>> start

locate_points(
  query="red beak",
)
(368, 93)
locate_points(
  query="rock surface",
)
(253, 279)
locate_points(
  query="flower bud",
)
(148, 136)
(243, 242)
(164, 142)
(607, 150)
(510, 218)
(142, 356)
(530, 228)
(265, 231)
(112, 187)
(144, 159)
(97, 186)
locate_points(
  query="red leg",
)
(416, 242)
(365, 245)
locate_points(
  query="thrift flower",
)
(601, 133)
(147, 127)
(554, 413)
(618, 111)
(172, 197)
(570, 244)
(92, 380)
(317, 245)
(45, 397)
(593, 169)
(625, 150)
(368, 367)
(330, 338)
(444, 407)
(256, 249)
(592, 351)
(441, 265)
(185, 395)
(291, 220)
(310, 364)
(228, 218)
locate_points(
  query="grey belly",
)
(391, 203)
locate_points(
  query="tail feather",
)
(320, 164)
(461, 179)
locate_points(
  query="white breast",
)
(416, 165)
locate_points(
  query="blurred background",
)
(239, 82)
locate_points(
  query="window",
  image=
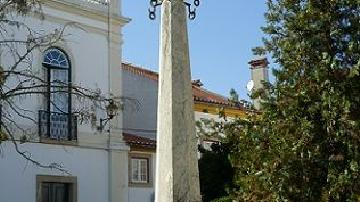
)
(139, 170)
(56, 189)
(57, 122)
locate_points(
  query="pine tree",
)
(305, 146)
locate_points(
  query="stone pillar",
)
(118, 150)
(176, 164)
(259, 73)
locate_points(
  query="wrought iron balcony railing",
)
(57, 126)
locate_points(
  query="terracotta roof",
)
(200, 94)
(135, 140)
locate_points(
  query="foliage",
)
(305, 146)
(21, 81)
(215, 172)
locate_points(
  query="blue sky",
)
(221, 39)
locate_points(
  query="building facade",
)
(140, 124)
(94, 163)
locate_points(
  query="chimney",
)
(259, 73)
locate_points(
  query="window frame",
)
(149, 171)
(71, 135)
(71, 182)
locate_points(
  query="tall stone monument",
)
(177, 177)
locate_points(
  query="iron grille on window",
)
(57, 126)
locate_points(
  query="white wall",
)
(146, 193)
(86, 44)
(18, 176)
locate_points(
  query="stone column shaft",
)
(176, 166)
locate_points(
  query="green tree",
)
(215, 172)
(305, 144)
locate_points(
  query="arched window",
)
(57, 121)
(56, 58)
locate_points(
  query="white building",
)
(114, 166)
(88, 56)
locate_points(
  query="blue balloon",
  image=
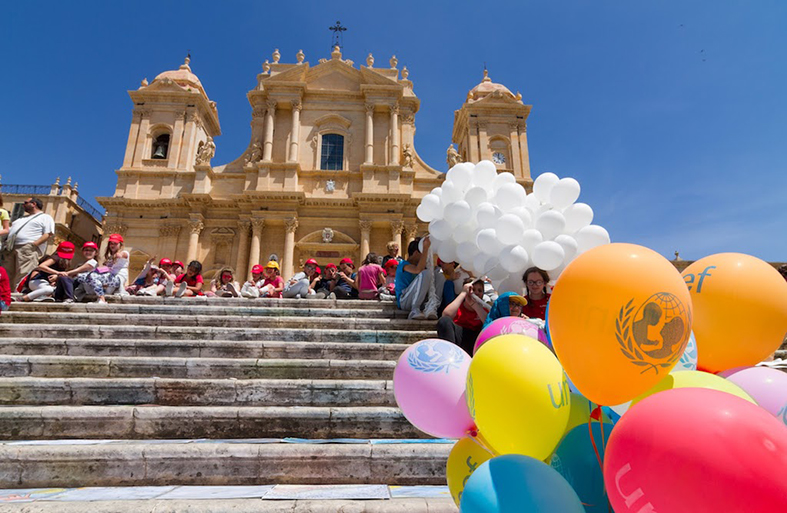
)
(577, 462)
(516, 484)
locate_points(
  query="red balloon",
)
(697, 450)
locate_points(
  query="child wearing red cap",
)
(64, 289)
(273, 284)
(40, 284)
(370, 277)
(300, 285)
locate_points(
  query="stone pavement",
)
(161, 394)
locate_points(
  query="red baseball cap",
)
(65, 250)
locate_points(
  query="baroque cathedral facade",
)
(331, 169)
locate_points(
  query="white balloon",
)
(475, 196)
(484, 174)
(487, 242)
(461, 175)
(591, 236)
(440, 229)
(569, 246)
(466, 253)
(564, 193)
(577, 217)
(497, 273)
(510, 196)
(447, 251)
(486, 215)
(451, 193)
(523, 214)
(530, 239)
(550, 224)
(514, 259)
(548, 255)
(512, 283)
(502, 179)
(509, 229)
(542, 187)
(532, 202)
(457, 212)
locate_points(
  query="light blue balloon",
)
(517, 484)
(577, 462)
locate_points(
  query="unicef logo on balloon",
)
(653, 336)
(436, 356)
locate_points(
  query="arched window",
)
(332, 153)
(160, 147)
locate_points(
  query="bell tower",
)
(172, 118)
(492, 125)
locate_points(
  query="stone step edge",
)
(221, 464)
(256, 505)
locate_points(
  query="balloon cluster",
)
(627, 329)
(489, 224)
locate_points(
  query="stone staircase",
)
(210, 392)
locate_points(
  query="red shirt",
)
(536, 308)
(468, 319)
(191, 282)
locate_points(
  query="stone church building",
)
(331, 169)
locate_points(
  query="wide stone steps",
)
(201, 348)
(173, 422)
(149, 330)
(220, 463)
(191, 368)
(195, 392)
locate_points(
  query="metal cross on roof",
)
(337, 38)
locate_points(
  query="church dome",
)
(183, 77)
(487, 87)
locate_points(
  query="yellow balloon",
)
(466, 456)
(694, 379)
(518, 396)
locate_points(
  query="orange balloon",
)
(740, 310)
(620, 318)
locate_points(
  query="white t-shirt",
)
(30, 230)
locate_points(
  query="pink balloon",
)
(508, 325)
(689, 450)
(766, 386)
(429, 386)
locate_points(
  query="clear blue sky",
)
(671, 114)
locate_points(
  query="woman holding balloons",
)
(536, 293)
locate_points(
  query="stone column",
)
(394, 160)
(369, 134)
(256, 237)
(243, 249)
(196, 225)
(366, 232)
(267, 150)
(410, 231)
(291, 225)
(396, 234)
(296, 128)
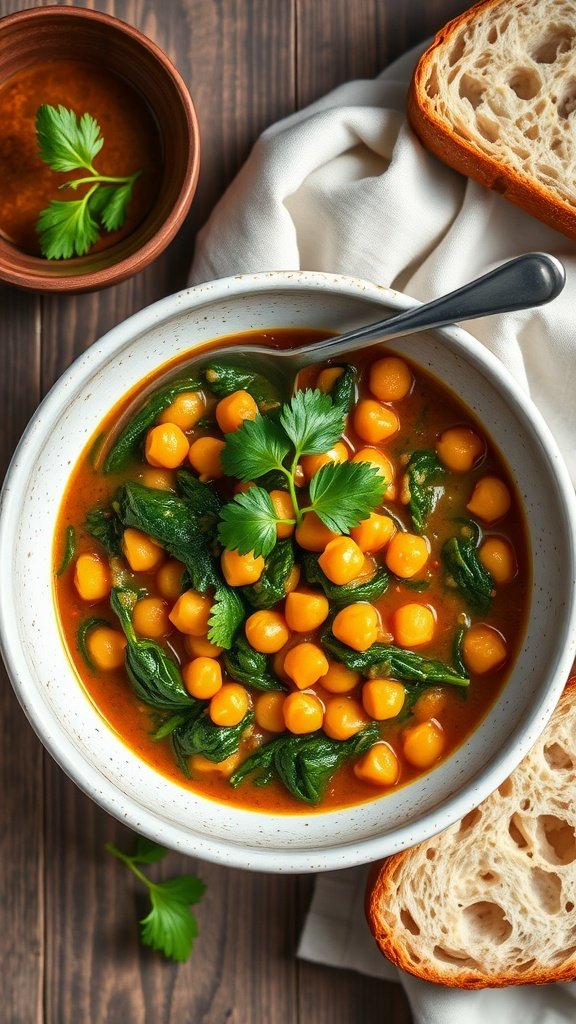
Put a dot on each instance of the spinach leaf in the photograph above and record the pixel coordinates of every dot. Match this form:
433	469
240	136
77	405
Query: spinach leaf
421	470
227	615
200	735
82	637
343	390
250	667
104	525
69	550
386	659
127	444
304	764
168	519
464	570
202	499
223	378
369	590
155	677
271	588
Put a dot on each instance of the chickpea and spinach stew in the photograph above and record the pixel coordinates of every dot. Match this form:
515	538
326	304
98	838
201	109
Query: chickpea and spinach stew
290	599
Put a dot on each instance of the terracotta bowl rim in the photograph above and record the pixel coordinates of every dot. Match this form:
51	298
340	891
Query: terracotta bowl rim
27	271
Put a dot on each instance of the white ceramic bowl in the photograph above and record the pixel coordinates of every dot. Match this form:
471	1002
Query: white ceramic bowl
48	688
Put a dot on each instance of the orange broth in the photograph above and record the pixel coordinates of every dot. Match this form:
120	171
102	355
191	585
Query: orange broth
427	411
131	142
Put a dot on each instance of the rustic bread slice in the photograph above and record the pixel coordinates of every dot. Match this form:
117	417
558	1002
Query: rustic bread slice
492	900
494	97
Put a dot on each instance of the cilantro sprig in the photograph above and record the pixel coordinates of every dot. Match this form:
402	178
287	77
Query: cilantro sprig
169	927
340	494
67	142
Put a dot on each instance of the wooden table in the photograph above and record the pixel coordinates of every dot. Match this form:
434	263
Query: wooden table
69	945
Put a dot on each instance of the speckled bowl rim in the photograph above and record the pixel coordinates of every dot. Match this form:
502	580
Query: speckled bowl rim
147	820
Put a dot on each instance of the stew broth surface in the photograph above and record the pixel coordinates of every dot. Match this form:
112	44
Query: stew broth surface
427	411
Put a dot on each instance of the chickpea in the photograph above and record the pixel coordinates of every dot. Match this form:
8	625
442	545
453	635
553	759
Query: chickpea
382	698
341	560
490	500
191	613
166	445
269	712
205	458
91	578
374	422
203	677
374	532
305	610
302	713
379	766
459	449
230	705
343	717
187	409
234	410
150	617
339	679
169	579
312	534
423	743
391	379
484	648
407	554
141	553
498	557
284	509
241	569
106	647
357	626
304	665
312	463
413	625
266	631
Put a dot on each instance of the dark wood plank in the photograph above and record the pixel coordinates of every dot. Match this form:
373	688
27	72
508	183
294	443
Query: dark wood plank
22	894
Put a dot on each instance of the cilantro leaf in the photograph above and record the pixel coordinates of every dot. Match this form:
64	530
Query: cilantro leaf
113	202
258	446
169	927
65	141
67	228
227	614
248	522
344	494
313	422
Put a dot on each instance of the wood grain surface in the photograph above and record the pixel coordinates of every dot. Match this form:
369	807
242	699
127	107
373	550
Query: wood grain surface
69	944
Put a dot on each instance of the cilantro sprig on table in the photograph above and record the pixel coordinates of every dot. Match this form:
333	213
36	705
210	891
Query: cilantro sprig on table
66	142
340	494
170	926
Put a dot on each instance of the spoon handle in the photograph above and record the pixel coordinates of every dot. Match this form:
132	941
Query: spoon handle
528	281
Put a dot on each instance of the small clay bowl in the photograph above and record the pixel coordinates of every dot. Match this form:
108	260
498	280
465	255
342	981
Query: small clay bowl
45	34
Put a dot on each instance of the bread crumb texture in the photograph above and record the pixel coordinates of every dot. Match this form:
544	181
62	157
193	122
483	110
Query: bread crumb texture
504	81
491	901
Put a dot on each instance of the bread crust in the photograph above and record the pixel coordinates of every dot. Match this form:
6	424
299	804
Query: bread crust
440	137
391	885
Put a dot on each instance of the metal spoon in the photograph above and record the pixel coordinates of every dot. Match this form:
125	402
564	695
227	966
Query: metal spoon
528	281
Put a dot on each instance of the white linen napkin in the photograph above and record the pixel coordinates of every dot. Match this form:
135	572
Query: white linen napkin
344	186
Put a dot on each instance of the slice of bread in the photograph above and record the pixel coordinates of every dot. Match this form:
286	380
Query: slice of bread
492	900
494	97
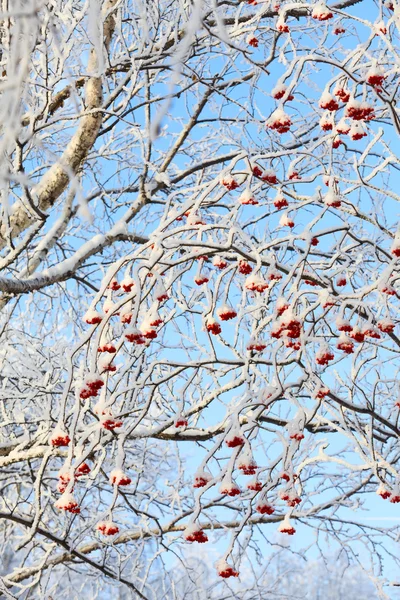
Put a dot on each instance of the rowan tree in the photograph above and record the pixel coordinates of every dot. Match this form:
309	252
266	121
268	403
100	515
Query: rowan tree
199	288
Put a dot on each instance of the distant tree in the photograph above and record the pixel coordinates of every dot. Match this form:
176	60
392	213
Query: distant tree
199	295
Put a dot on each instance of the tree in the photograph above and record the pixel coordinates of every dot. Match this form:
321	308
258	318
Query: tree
199	291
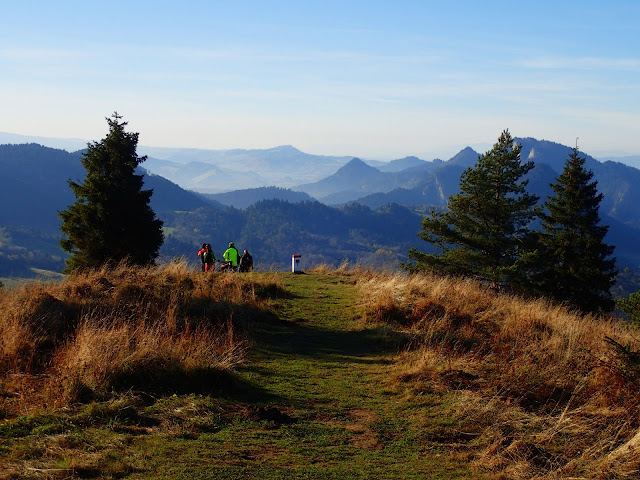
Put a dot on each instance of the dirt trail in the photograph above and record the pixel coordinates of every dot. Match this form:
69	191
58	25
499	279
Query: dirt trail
325	378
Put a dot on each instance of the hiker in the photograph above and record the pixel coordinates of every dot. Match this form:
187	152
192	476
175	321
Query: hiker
246	262
201	253
231	255
207	257
210	258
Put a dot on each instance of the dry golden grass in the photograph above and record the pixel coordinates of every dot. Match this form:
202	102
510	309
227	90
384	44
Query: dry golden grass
534	385
157	329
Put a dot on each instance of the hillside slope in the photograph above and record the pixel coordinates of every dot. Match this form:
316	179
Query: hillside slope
327	374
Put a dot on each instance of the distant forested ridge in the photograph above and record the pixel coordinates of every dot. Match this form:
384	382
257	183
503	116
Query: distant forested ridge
249	196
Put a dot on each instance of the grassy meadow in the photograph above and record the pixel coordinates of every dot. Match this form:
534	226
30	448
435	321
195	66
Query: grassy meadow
165	372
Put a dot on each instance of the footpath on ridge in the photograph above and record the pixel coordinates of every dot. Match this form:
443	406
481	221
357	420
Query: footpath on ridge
326	407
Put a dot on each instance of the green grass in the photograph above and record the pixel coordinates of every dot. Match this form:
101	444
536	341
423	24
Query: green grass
313	401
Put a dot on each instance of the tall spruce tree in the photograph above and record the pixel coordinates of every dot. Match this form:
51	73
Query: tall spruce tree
575	264
111	219
485	231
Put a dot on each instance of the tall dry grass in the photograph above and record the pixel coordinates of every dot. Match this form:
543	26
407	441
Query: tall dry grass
534	386
157	329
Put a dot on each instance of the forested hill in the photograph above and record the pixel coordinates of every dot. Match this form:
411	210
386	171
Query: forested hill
273	230
34	188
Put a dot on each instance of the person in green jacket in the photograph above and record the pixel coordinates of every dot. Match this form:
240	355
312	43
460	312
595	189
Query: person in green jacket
231	255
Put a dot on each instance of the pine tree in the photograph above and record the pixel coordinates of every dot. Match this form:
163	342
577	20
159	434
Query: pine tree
575	262
111	219
485	231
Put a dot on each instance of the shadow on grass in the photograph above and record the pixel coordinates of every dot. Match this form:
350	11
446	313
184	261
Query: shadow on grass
276	337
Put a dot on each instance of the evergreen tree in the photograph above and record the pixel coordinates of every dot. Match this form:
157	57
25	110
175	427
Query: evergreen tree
111	219
575	264
485	231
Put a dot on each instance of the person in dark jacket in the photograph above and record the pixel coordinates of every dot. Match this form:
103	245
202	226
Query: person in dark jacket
246	262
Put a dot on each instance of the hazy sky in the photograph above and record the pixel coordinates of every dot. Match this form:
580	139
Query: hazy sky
366	78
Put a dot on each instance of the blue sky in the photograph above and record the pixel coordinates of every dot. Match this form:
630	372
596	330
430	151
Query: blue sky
372	79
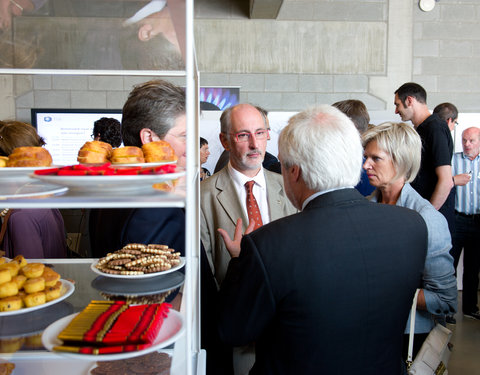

>> end

▶ **Aim of the exercise**:
Extract every line of the material above that contains the string "rowan".

▶ **Final result**:
Put a dot on each instance of the rowan tree in the photograph above and record the pixel coordinates of every dot. Match this form:
Query: rowan tree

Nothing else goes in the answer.